Extracted text

+---+

5.3.1 Burst Density

A variation of data loss, burst density is the longest sequence of data, beginning and ending with a loss, during which the number of consecutive received packets is less than the threshold. Bursty packet loss has a severe impact on VoIP call quality. Even if the average packet loss rate for a call is low (say one percent), the lost packets are likely to occur during short dense periods, resulting in short periods of degraded quality.

To calculate burst density between Nortel Target Devices, Vivinet Diagnostics uses data from the Nortel R-value trap, which was raised because a voice quality threshold was crossed, or the RTCP-XR Average Burst Density value. RTCP does not provide a value for burst density.

The burst density threshold is static in Vivinet Diagnostics. You cannot change it.

+---+

Records shown
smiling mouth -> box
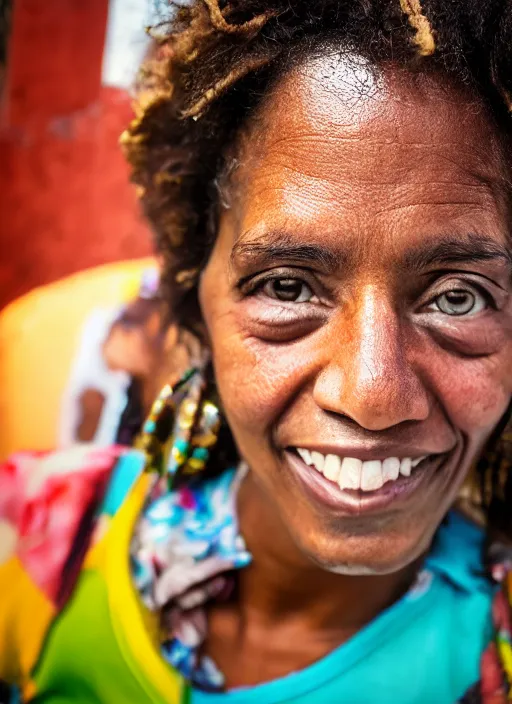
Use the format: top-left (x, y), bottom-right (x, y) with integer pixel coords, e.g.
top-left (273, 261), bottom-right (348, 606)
top-left (289, 447), bottom-right (433, 492)
top-left (284, 447), bottom-right (449, 516)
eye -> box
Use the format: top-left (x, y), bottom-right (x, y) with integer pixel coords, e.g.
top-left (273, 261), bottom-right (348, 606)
top-left (434, 288), bottom-right (487, 316)
top-left (261, 278), bottom-right (313, 303)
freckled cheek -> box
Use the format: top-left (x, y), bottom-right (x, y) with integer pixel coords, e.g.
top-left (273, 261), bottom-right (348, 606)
top-left (436, 358), bottom-right (512, 442)
top-left (212, 323), bottom-right (314, 435)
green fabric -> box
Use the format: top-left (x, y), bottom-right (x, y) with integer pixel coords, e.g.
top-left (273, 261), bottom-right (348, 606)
top-left (33, 570), bottom-right (176, 704)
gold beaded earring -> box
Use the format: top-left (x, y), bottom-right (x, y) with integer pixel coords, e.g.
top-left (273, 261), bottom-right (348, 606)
top-left (136, 368), bottom-right (221, 489)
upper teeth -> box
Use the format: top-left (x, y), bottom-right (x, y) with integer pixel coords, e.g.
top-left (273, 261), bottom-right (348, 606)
top-left (297, 447), bottom-right (427, 491)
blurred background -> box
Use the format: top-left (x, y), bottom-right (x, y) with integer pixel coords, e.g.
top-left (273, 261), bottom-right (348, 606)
top-left (0, 0), bottom-right (172, 459)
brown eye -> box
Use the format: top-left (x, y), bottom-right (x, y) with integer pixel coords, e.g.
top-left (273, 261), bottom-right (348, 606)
top-left (263, 279), bottom-right (313, 303)
top-left (435, 289), bottom-right (486, 316)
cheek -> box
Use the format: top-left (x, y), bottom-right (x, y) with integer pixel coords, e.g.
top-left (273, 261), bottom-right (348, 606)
top-left (211, 328), bottom-right (315, 436)
top-left (428, 350), bottom-right (512, 444)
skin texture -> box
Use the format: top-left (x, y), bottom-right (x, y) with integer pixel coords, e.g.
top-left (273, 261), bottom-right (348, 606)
top-left (200, 53), bottom-right (512, 686)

+---+

What to work on
1) In the burst density section, can the burst density threshold in Vivinet Diagnostics be changed?
2) Translate this sentence from the burst density section into Spanish: "Bursty packet loss has a severe impact on VoIP call quality."

Task responses
1) No. The threshold is static and cannot be changed.

2) La pérdida de paquetes en ráfagas tiene un impacto grave en la calidad de las llamadas VoIP.